• Records for processing:
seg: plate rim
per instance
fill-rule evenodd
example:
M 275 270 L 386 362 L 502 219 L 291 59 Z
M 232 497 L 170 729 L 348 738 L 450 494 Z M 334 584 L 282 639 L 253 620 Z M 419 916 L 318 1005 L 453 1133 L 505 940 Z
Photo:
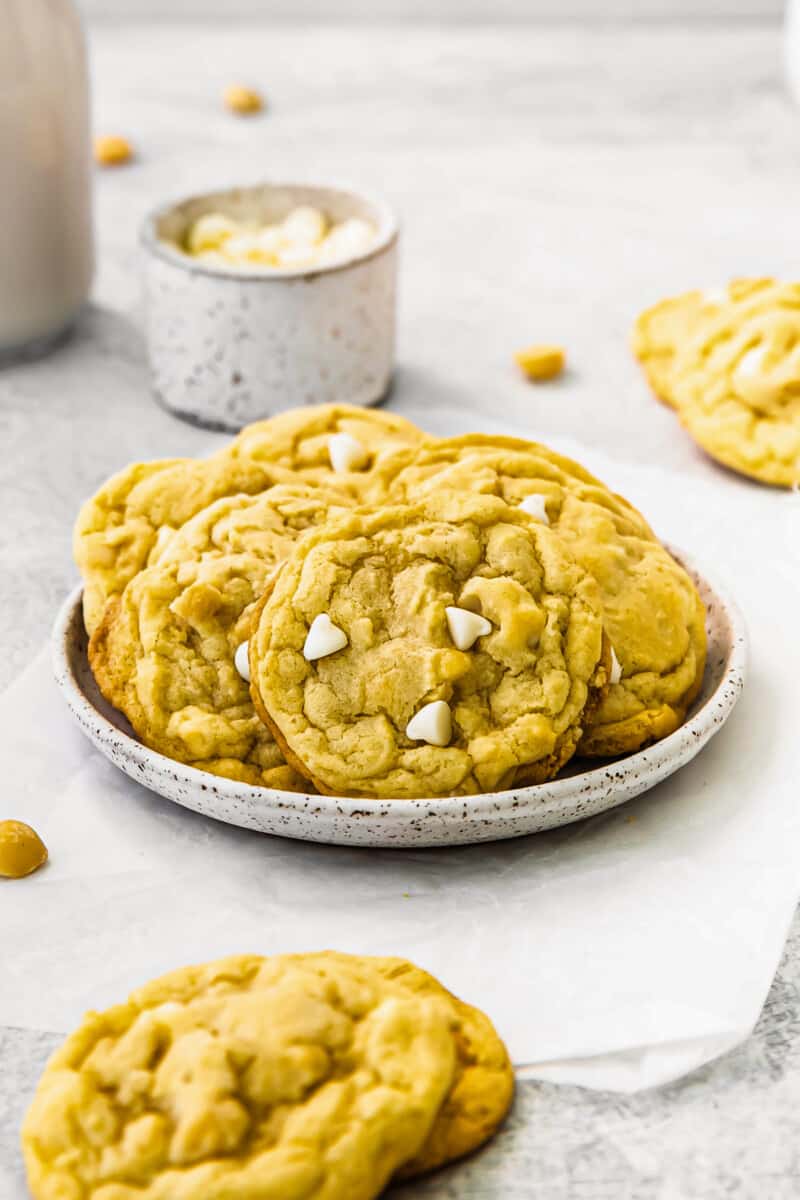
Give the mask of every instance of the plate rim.
M 363 821 L 385 820 L 387 823 L 394 824 L 418 824 L 424 817 L 436 817 L 440 821 L 452 821 L 459 825 L 463 824 L 465 820 L 480 821 L 487 818 L 497 822 L 502 820 L 503 816 L 519 820 L 537 805 L 537 799 L 541 809 L 544 789 L 546 789 L 547 804 L 550 808 L 557 806 L 559 800 L 566 802 L 574 799 L 581 789 L 592 791 L 595 784 L 600 786 L 603 781 L 603 765 L 608 769 L 617 764 L 624 764 L 626 776 L 637 776 L 642 773 L 656 774 L 657 779 L 654 780 L 654 783 L 647 785 L 654 786 L 661 778 L 686 765 L 722 727 L 733 711 L 747 678 L 748 634 L 744 618 L 727 587 L 721 585 L 713 574 L 709 575 L 705 570 L 700 571 L 691 556 L 682 550 L 671 545 L 666 545 L 666 549 L 686 570 L 702 580 L 704 586 L 716 597 L 726 613 L 732 644 L 724 671 L 714 690 L 701 707 L 673 733 L 642 750 L 634 751 L 632 754 L 617 759 L 597 760 L 597 766 L 575 775 L 548 780 L 545 783 L 526 784 L 501 792 L 481 792 L 472 796 L 415 797 L 413 799 L 373 799 L 360 796 L 289 792 L 212 775 L 199 767 L 189 766 L 168 758 L 157 750 L 151 750 L 135 737 L 119 729 L 97 709 L 74 675 L 68 645 L 70 631 L 76 618 L 76 610 L 79 619 L 82 619 L 82 584 L 78 584 L 72 589 L 62 602 L 56 616 L 51 635 L 52 666 L 56 683 L 71 715 L 90 740 L 94 742 L 87 727 L 92 724 L 96 726 L 100 722 L 101 729 L 97 731 L 98 736 L 102 732 L 106 741 L 116 748 L 120 755 L 132 759 L 137 769 L 149 770 L 166 776 L 174 783 L 183 783 L 190 789 L 200 788 L 206 792 L 213 791 L 220 798 L 234 803 L 249 801 L 257 809 L 263 808 L 265 813 L 277 809 L 283 816 L 295 812 L 298 816 L 307 818 L 309 804 L 312 804 L 320 817 L 361 819 Z M 713 719 L 711 718 L 712 712 Z M 106 757 L 111 756 L 107 755 Z M 111 761 L 119 770 L 127 773 L 113 757 Z M 659 768 L 667 766 L 671 766 L 672 770 L 660 774 Z M 637 767 L 641 768 L 638 773 Z M 209 780 L 212 781 L 211 784 L 209 784 Z M 150 790 L 156 789 L 151 788 Z M 638 792 L 643 790 L 646 789 L 638 788 Z M 617 804 L 622 804 L 632 798 L 631 792 L 626 792 L 624 787 L 620 788 L 620 792 L 624 794 L 615 803 L 608 804 L 607 808 L 616 807 Z M 171 796 L 165 798 L 173 799 Z M 181 803 L 174 799 L 173 802 Z M 431 811 L 431 808 L 435 811 Z M 563 824 L 578 819 L 581 819 L 580 816 L 568 817 Z

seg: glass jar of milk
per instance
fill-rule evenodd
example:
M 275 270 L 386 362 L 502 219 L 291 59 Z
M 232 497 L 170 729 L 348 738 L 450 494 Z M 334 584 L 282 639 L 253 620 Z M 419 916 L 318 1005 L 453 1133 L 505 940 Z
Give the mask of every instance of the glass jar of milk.
M 92 280 L 89 89 L 71 0 L 0 0 L 0 355 L 36 352 Z

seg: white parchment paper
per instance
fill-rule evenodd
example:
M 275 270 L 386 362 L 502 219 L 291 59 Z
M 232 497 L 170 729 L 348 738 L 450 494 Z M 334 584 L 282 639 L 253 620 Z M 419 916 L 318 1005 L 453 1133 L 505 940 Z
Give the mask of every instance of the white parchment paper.
M 431 427 L 430 413 L 409 415 Z M 0 881 L 0 1024 L 66 1031 L 183 963 L 332 947 L 433 971 L 539 1078 L 630 1091 L 747 1036 L 800 892 L 800 496 L 712 467 L 690 486 L 560 448 L 738 598 L 748 686 L 707 749 L 646 796 L 548 834 L 413 852 L 306 845 L 125 778 L 73 727 L 43 651 L 0 697 L 2 815 L 33 824 L 51 854 L 29 879 Z

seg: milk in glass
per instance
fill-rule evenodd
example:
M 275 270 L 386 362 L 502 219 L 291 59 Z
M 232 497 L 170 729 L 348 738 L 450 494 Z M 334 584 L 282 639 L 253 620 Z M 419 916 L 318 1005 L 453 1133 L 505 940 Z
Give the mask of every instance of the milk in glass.
M 0 0 L 0 354 L 57 339 L 91 278 L 80 21 L 70 0 Z

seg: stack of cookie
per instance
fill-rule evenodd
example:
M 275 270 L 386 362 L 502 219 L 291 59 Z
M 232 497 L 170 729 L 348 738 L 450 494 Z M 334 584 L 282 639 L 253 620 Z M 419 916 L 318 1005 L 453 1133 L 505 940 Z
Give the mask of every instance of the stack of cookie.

• Work item: Output all the material above exactly once more, leaving every picture out.

• Result below:
seg: plate rim
per instance
fill-rule evenodd
example:
M 275 270 L 386 362 L 502 219 L 291 59 Z
M 232 497 L 170 729 L 348 738 L 450 494 Z M 334 584 L 282 639 L 253 620 Z M 419 916 L 318 1005 L 453 1133 L 505 940 Z
Photo:
Give the mask of every instance of the plate rim.
M 363 821 L 385 820 L 387 823 L 394 824 L 418 824 L 424 817 L 436 817 L 440 821 L 452 821 L 459 825 L 463 824 L 465 820 L 480 821 L 487 818 L 497 822 L 502 820 L 503 816 L 519 820 L 537 805 L 537 799 L 541 809 L 544 789 L 546 789 L 547 804 L 550 808 L 557 806 L 559 800 L 566 802 L 574 799 L 581 789 L 592 791 L 595 784 L 600 786 L 603 781 L 603 765 L 608 769 L 617 764 L 624 764 L 626 776 L 637 776 L 642 773 L 656 774 L 657 779 L 654 780 L 654 783 L 647 785 L 654 786 L 661 778 L 686 765 L 722 727 L 733 711 L 747 678 L 748 634 L 744 618 L 727 587 L 721 585 L 713 574 L 709 575 L 705 570 L 700 571 L 691 556 L 682 550 L 671 545 L 666 545 L 666 549 L 686 570 L 702 580 L 704 586 L 716 597 L 726 613 L 732 644 L 724 671 L 714 690 L 701 707 L 673 733 L 642 750 L 634 751 L 632 754 L 617 759 L 597 760 L 597 766 L 575 775 L 548 780 L 545 783 L 526 784 L 501 792 L 481 792 L 472 796 L 415 797 L 413 799 L 373 799 L 360 796 L 289 792 L 212 775 L 199 767 L 189 766 L 168 758 L 157 750 L 151 750 L 135 737 L 119 729 L 97 709 L 74 675 L 68 645 L 70 631 L 76 618 L 76 610 L 79 619 L 82 619 L 82 584 L 78 584 L 72 589 L 62 602 L 56 616 L 51 635 L 52 666 L 56 683 L 71 715 L 90 740 L 94 742 L 87 727 L 92 724 L 96 726 L 100 722 L 101 729 L 97 731 L 98 736 L 102 732 L 106 741 L 116 748 L 120 755 L 132 759 L 137 769 L 149 770 L 166 776 L 174 783 L 183 783 L 190 789 L 200 788 L 206 792 L 213 791 L 220 798 L 234 803 L 249 801 L 257 809 L 263 808 L 265 813 L 277 809 L 283 816 L 295 812 L 298 816 L 307 818 L 309 804 L 312 804 L 320 817 L 361 819 Z M 713 719 L 711 718 L 712 712 Z M 106 757 L 111 756 L 107 755 Z M 111 761 L 119 770 L 127 773 L 113 757 Z M 659 768 L 667 766 L 671 766 L 672 770 L 660 774 Z M 637 767 L 641 768 L 638 773 Z M 209 780 L 212 781 L 211 784 L 209 784 Z M 150 790 L 156 789 L 151 788 Z M 638 792 L 643 790 L 646 789 L 638 788 Z M 617 804 L 622 804 L 632 798 L 631 792 L 626 792 L 624 787 L 620 788 L 620 792 L 624 794 L 615 803 L 608 804 L 607 808 L 616 807 Z M 171 796 L 165 798 L 173 799 Z M 181 803 L 174 799 L 173 802 Z M 431 811 L 431 808 L 435 811 Z M 563 824 L 578 819 L 581 819 L 580 816 L 568 817 Z

seg: glass jar of milk
per instance
fill-rule evenodd
example:
M 275 270 L 386 362 L 502 219 L 291 59 Z
M 232 497 L 170 729 L 348 738 L 450 494 Z M 334 584 L 282 639 L 253 620 Z M 419 916 L 318 1005 L 453 1133 L 505 940 Z
Give the mask of every instance of the glass jar of milk.
M 92 280 L 89 89 L 71 0 L 0 0 L 0 355 L 36 352 Z

seg: white parchment paper
per instance
fill-rule evenodd
example:
M 275 270 L 386 362 L 502 219 L 291 59 Z
M 232 497 L 170 729 L 348 738 L 450 494 Z M 334 584 L 282 639 L 253 620 Z M 419 916 L 318 1005 L 453 1133 L 505 940 Z
Give the mask of every instance of the white parchment paper.
M 431 427 L 430 413 L 409 415 Z M 0 881 L 0 1024 L 66 1031 L 183 963 L 332 947 L 433 971 L 539 1078 L 630 1091 L 747 1036 L 800 892 L 800 496 L 712 467 L 690 486 L 560 448 L 738 598 L 748 686 L 707 749 L 646 796 L 548 834 L 413 852 L 306 845 L 125 778 L 73 727 L 43 651 L 0 697 L 2 815 L 33 824 L 51 854 L 29 879 Z

seg: milk in glass
per instance
fill-rule evenodd
example:
M 275 270 L 386 362 L 502 219 L 291 59 Z
M 232 497 L 170 729 L 348 738 L 450 494 Z M 334 584 L 282 639 L 253 620 Z M 419 916 L 318 1005 L 453 1133 L 505 940 Z
Give the mask of every instance of the milk in glass.
M 0 0 L 0 354 L 57 339 L 91 278 L 80 21 L 70 0 Z

seg: stack of cookie
per instance
fill-rule evenodd
example:
M 275 270 L 386 362 L 502 219 L 291 59 Z
M 232 497 L 170 729 L 348 738 L 450 494 Z M 334 584 L 282 639 L 253 620 Z M 419 916 L 318 1005 L 453 1133 L 505 940 Z
Give the mask of every instance of the stack of cookie.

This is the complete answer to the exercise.